▸ Given task: Give every line of the items below as a JSON list of strings, one string per line, leaving out blank lines.

▸ Dataset extract:
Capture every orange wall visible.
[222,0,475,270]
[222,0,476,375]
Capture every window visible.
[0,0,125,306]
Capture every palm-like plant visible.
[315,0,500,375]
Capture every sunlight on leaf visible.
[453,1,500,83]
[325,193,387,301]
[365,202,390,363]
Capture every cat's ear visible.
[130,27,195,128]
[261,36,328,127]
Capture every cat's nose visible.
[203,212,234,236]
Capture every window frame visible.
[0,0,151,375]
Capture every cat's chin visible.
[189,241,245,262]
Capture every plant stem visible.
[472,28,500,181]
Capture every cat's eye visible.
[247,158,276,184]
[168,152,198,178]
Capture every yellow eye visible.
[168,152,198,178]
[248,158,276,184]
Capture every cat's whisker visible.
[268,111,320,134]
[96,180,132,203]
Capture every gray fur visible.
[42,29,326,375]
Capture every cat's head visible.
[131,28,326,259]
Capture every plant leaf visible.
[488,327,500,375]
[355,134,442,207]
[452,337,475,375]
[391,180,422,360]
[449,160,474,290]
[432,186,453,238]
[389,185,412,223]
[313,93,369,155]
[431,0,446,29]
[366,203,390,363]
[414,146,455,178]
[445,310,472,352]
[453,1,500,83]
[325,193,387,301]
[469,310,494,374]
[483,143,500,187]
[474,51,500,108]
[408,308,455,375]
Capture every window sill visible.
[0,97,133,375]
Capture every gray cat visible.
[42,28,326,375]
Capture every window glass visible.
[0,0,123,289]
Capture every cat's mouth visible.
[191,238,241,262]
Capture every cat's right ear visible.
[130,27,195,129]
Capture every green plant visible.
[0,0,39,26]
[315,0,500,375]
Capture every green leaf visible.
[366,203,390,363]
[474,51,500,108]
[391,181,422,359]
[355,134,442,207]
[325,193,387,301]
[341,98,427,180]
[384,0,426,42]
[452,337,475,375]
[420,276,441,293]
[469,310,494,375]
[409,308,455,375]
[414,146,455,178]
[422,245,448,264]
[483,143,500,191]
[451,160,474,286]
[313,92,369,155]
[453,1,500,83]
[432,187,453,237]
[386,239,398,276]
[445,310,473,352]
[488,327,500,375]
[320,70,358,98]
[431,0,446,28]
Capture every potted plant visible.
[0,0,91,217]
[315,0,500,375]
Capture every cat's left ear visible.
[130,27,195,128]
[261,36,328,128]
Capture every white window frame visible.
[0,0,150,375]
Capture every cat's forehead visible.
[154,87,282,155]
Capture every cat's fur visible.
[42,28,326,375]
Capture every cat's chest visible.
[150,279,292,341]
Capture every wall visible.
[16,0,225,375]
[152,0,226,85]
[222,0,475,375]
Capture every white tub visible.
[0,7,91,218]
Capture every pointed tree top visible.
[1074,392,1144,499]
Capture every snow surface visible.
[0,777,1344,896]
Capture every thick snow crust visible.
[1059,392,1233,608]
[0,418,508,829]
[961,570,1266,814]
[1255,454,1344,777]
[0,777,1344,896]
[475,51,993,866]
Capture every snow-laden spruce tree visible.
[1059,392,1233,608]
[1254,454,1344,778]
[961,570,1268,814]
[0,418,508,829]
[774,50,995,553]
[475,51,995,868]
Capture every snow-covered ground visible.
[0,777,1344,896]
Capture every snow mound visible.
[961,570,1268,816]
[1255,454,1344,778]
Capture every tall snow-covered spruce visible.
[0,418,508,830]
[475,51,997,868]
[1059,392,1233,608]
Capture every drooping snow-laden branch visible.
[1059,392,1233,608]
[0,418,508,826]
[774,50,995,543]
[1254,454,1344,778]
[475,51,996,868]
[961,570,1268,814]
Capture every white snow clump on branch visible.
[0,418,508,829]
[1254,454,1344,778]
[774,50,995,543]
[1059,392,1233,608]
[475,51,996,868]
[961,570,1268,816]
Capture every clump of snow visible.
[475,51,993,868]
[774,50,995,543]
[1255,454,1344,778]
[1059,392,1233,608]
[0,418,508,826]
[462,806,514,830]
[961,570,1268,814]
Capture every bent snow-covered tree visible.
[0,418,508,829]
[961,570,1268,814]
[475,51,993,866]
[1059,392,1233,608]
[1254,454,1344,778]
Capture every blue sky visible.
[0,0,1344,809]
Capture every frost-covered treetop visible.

▸ Answer to this exercise:
[
  "Capture every orange wall visible.",
  "[222,0,475,270]",
  "[222,0,476,375]",
  "Capture every window visible.",
  "[0,0,125,306]",
  "Capture every palm-like plant visible.",
  "[315,0,500,375]",
  "Capture every sunlight on leaf visible.",
  "[453,1,500,83]",
  "[325,193,387,301]",
  "[365,202,390,363]",
  "Capture every cat's ear visible.",
  "[130,27,195,128]",
  "[261,36,328,127]",
  "Capture every cat's nose visible.",
  "[203,212,234,236]",
  "Capture every window frame visible.",
  "[0,0,151,375]",
  "Capture every cat's chin visible.",
  "[189,241,245,262]",
  "Capture every plant stem visible.",
  "[472,28,500,181]",
  "Capture every cat's eye visible.",
  "[247,158,276,184]",
  "[168,152,198,178]",
  "Capture every yellow eye visible.",
  "[168,152,198,178]",
  "[248,158,276,184]",
  "Capture every cat's whisker visible.",
  "[268,111,320,134]",
  "[96,180,132,203]",
  "Capture every gray fur visible.",
  "[42,29,326,375]",
  "Capture every cat's head visible.",
  "[131,28,326,259]",
  "Capture every plant leaf visible.",
  "[488,327,500,375]",
  "[355,134,442,207]",
  "[452,337,475,375]",
  "[391,180,422,360]",
  "[449,160,474,290]",
  "[432,186,453,238]",
  "[389,185,412,223]",
  "[313,93,369,155]",
  "[431,0,446,29]",
  "[366,203,390,363]",
  "[414,146,455,178]",
  "[445,310,472,352]",
  "[453,1,500,83]",
  "[325,193,387,301]",
  "[469,310,494,374]",
  "[483,143,500,187]",
  "[474,51,500,108]",
  "[408,308,455,375]",
  "Capture every window sill visible.",
  "[0,97,133,375]",
  "Capture every gray cat visible.",
  "[42,28,326,375]",
  "Capture every window glass visible.",
  "[0,0,123,289]",
  "Capture every cat's mouth visible.",
  "[191,238,241,262]",
  "Capture every cat's right ear visible.",
  "[130,27,195,129]",
  "Capture every green plant visible.",
  "[0,0,39,26]",
  "[315,0,500,375]",
  "Capture every green leaf visible.",
  "[366,203,390,363]",
  "[474,51,500,108]",
  "[391,181,422,359]",
  "[355,134,442,207]",
  "[325,193,387,301]",
  "[341,98,427,180]",
  "[384,0,426,42]",
  "[452,337,475,375]",
  "[420,276,441,293]",
  "[469,310,494,375]",
  "[409,308,455,375]",
  "[414,146,455,178]",
  "[422,245,448,264]",
  "[483,143,500,191]",
  "[451,160,474,286]",
  "[313,92,369,155]",
  "[453,1,500,83]",
  "[432,187,453,237]",
  "[386,239,398,276]",
  "[445,310,473,352]",
  "[488,327,500,375]",
  "[320,70,358,98]",
  "[431,0,446,28]",
  "Capture every potted plant visible.",
  "[0,0,91,217]",
  "[315,0,500,375]",
  "Capture every cat's left ear visible.",
  "[130,27,195,128]",
  "[261,36,328,128]",
  "Capture every white window frame visible.",
  "[0,0,150,375]",
  "Capture every cat's forehead visible.",
  "[154,87,282,155]",
  "Capture every cat's fur visible.",
  "[42,28,326,375]",
  "Capture every cat's chest visible.",
  "[150,279,292,341]",
  "Capture every wall visible.",
  "[16,0,225,375]",
  "[152,0,226,85]",
  "[222,0,475,375]",
  "Capture every white tub visible.",
  "[0,7,91,218]",
  "Capture every pointed tree top visible.",
  "[1074,392,1144,499]",
  "Capture every snow surface visible.",
  "[0,777,1344,896]",
  "Capture every thick snow crust visible.",
  "[1059,392,1233,608]",
  "[0,418,508,829]",
  "[961,570,1266,814]",
  "[1255,454,1344,777]",
  "[0,777,1344,896]",
  "[475,51,993,866]",
  "Capture every snow-laden spruce tree visible.",
  "[1059,392,1233,608]",
  "[1254,454,1344,778]",
  "[961,570,1268,814]",
  "[0,418,508,829]",
  "[774,50,995,553]",
  "[475,51,995,868]",
  "Capture every snow-covered ground visible.",
  "[0,777,1344,896]",
  "Capture every snow mound visible.",
  "[961,570,1268,816]",
  "[1255,454,1344,778]",
  "Capture every tall snow-covered spruce visible.",
  "[0,418,508,830]",
  "[475,51,997,868]",
  "[1059,392,1233,608]",
  "Capture every drooping snow-laden branch visible.",
  "[1059,392,1233,608]",
  "[0,418,508,826]",
  "[774,50,995,543]",
  "[1254,454,1344,778]",
  "[475,51,996,868]",
  "[961,570,1268,814]",
  "Capture every white snow clump on branch visible.",
  "[0,418,508,829]",
  "[1254,454,1344,778]",
  "[774,50,995,543]",
  "[1059,392,1233,608]",
  "[475,51,996,868]",
  "[961,570,1268,816]",
  "Capture every clump of snow visible.",
  "[475,51,993,868]",
  "[774,50,995,543]",
  "[1255,454,1344,778]",
  "[1059,392,1233,608]",
  "[0,418,508,826]",
  "[462,806,514,830]",
  "[961,570,1268,814]",
  "Capture every bent snow-covered tree visible.",
  "[0,418,508,829]",
  "[961,570,1268,814]",
  "[475,51,993,866]",
  "[1059,392,1233,608]",
  "[1254,454,1344,778]",
  "Capture every blue sky visible.",
  "[0,0,1344,809]",
  "Capture every frost-covered treetop visible."
]